__RAW DATA__
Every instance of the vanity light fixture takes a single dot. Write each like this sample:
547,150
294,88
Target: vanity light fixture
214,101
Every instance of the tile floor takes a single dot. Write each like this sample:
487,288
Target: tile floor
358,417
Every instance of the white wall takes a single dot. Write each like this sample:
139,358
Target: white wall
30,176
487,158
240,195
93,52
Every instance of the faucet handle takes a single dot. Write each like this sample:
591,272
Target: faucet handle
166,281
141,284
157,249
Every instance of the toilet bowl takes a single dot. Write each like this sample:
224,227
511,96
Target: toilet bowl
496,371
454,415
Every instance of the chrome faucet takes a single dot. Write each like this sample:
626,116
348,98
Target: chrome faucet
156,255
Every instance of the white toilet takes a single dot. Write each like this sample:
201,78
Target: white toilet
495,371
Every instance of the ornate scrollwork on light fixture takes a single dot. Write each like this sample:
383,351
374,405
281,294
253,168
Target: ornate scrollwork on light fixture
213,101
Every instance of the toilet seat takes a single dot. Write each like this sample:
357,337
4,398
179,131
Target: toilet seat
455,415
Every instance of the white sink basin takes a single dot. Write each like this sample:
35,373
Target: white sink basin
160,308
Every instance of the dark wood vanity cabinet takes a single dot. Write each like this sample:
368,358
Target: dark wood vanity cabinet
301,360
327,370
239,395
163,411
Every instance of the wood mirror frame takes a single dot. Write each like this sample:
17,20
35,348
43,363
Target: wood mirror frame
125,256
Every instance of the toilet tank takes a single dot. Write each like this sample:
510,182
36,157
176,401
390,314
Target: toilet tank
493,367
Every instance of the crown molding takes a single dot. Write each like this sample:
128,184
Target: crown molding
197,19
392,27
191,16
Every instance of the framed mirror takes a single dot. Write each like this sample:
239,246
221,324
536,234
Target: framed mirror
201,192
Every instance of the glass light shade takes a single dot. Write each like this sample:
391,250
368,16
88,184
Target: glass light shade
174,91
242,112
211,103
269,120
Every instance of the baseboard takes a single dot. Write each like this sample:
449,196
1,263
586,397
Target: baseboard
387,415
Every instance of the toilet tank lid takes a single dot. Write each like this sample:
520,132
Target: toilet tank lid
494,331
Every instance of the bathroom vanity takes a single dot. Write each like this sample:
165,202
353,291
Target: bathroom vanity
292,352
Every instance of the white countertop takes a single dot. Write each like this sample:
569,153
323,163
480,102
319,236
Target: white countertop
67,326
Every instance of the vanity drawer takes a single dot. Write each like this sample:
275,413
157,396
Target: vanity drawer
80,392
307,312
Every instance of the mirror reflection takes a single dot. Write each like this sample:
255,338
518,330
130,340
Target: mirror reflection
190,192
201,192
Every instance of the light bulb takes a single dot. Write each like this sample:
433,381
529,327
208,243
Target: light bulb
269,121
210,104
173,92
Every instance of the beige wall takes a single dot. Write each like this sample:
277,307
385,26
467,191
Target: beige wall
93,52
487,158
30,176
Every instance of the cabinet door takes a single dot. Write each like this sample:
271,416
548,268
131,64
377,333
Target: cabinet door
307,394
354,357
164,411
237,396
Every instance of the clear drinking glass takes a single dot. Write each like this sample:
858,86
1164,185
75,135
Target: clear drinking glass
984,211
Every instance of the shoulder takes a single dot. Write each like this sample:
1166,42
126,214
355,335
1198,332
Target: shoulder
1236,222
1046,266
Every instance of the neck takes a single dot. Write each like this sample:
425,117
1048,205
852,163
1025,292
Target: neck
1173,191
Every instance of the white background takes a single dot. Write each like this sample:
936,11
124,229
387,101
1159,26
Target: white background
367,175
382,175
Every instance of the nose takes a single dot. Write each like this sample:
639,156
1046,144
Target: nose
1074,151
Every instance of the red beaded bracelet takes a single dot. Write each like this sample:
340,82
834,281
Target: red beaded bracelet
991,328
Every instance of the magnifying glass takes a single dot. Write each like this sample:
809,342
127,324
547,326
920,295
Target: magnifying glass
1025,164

__TASK GOAL__
Rewrite all of the lines above as a numbered list, omitting any blank lines.

__FINISHED EXERCISE__
1. Every instance of the vanity light fixture takes a single dot. Write each like this sample:
2. 547,150
3. 294,88
4. Target: vanity light fixture
5. 214,101
6. Every instance of the tile floor takes a single dot. Write each like this sample:
7. 487,288
8. Target: tile floor
9. 358,417
10. Every instance of the white wall takes a single dot. Write each like this sample:
11. 139,358
12. Target: white wall
13. 30,176
14. 487,158
15. 240,195
16. 93,52
17. Every instance of the faucet handle takes a single dot. Write each like this sample:
18. 591,272
19. Target: faucet handle
20. 166,281
21. 141,284
22. 157,249
23. Every instance of the toilet bowl takes a single dot. Write each like this sample:
24. 224,227
25. 511,96
26. Target: toilet bowl
27. 496,371
28. 454,415
29. Every instance of the chrome faucet takes a single dot. Write each like this sample:
30. 626,116
31. 348,98
32. Target: chrome faucet
33. 156,255
34. Every instance of the white toilet takes a single dot. Write each like this sample:
35. 201,78
36. Target: white toilet
37. 495,371
38. Every instance of the ornate scrollwork on light fixture takes a single dot. Write each like this sample:
39. 383,351
40. 374,405
41. 281,294
42. 253,168
43. Target: ornate scrollwork on light fixture
44. 213,101
45. Every instance of the toilet seat takes a single dot. Write each like this sample:
46. 357,337
47. 4,398
48. 179,131
49. Target: toilet seat
50. 455,415
51. Every instance of the white sink basin takes a single dot. Write each like this sample:
52. 35,373
53. Target: white sink basin
54. 160,308
55. Every instance of the dark wood vanity cabinet takes a single dot. Write each like this sample:
56. 368,358
57. Target: dark wood vanity cabinet
58. 301,360
59. 327,370
60. 239,395
61. 163,411
62. Every instance of the wood mirror frame takes a single dot. Write each like this sample:
63. 17,20
64. 35,348
65. 43,363
66. Target: wood mirror frame
67. 125,256
68. Every instance of the toilet tank takes a single dot. Write each like this sample:
69. 510,182
70. 36,157
71. 176,401
72. 390,314
73. Target: toilet tank
74. 493,367
75. Every instance of the crown molding takes a single dot. Write each like this sample:
76. 128,184
77. Target: crown molding
78. 197,19
79. 392,27
80. 191,16
81. Every instance of the framed mirror takes a single dot. Write each like this sample:
82. 239,246
83. 221,324
84. 536,234
85. Target: framed mirror
86. 201,192
87. Every instance of the glass light shade takes a single dot. Write each like this sample:
88. 391,250
89. 368,16
90. 88,184
91. Target: glass light shade
92. 174,91
93. 242,112
94. 211,103
95. 269,120
96. Every instance of the baseboard takes a single dot. Write each like this sample:
97. 449,196
98. 1,263
99. 586,397
100. Target: baseboard
101. 387,415
102. Every instance of the toilet tank lid takes a single dot. Write each like this sample:
103. 520,132
104. Target: toilet tank lid
105. 494,331
106. Every instance of the bathroom vanity takes a single dot. Write each like this sample:
107. 165,202
108. 353,291
109. Target: bathroom vanity
110. 292,352
111. Every instance of the white countertop takes a single dot. Write each like this sample:
112. 569,153
113. 323,163
114. 480,102
115. 319,236
116. Target: white countertop
117. 67,326
118. Every instance of the vanity drawer takes a single dot. Write each like this sample:
119. 275,413
120. 157,396
121. Target: vanity drawer
122. 80,392
123. 307,312
124. Every instance of the mirror reflection takes a single dot. Write each like this sample:
125. 255,338
126. 518,330
127. 130,340
128. Target: mirror reflection
129. 190,192
130. 201,192
131. Every instance of the light bulb takes a single dot. Write each like this sample:
132. 433,381
133. 529,327
134. 208,243
135. Target: light bulb
136. 269,121
137. 210,104
138. 173,92
139. Every instance of the beige wall takes a single dot. Write each like this sample:
140. 277,307
141. 385,26
142. 467,191
143. Target: beige wall
144. 93,52
145. 487,158
146. 30,176
147. Every instance of the cabinet door takes a single dot. Write each like this sample:
148. 271,416
149. 548,268
150. 131,64
151. 377,333
152. Target: cabinet door
153. 307,394
154. 354,357
155. 164,411
156. 237,396
157. Every instance of the clear drinking glass takes a single dot. Write each like this sample:
158. 858,86
159. 1164,185
160. 75,135
161. Target: clear drinking glass
162. 984,211
163. Every instance of the shoulder takes a single dot. Write each like this sample:
164. 1166,42
165. 126,214
166. 355,335
167. 1198,332
168. Target: shoulder
169. 1236,222
170. 1046,266
171. Every instance of the neck takes a single dot. Write each like this sample:
172. 425,117
173. 1048,205
174. 852,163
175. 1025,292
176. Target: neck
177. 1173,191
178. Every instance of the white background takes a single dot. Write each like this sample:
179. 936,11
180. 124,229
181. 387,101
182. 1159,26
183. Target: white background
184. 367,175
185. 382,175
186. Every instance of the nose takes a single dot. Write each like this sample:
187. 639,156
188. 1046,144
189. Target: nose
190. 1074,151
191. Every instance of the red beaded bracelet takes a single dot. Write each like this sample:
192. 340,82
193. 834,281
194. Target: red beaded bracelet
195. 991,328
196. Every instance of the magnifying glass takes a single dot. Write each like this sample:
197. 809,342
198. 127,324
199. 547,326
200. 920,295
201. Target: magnifying glass
202. 1025,164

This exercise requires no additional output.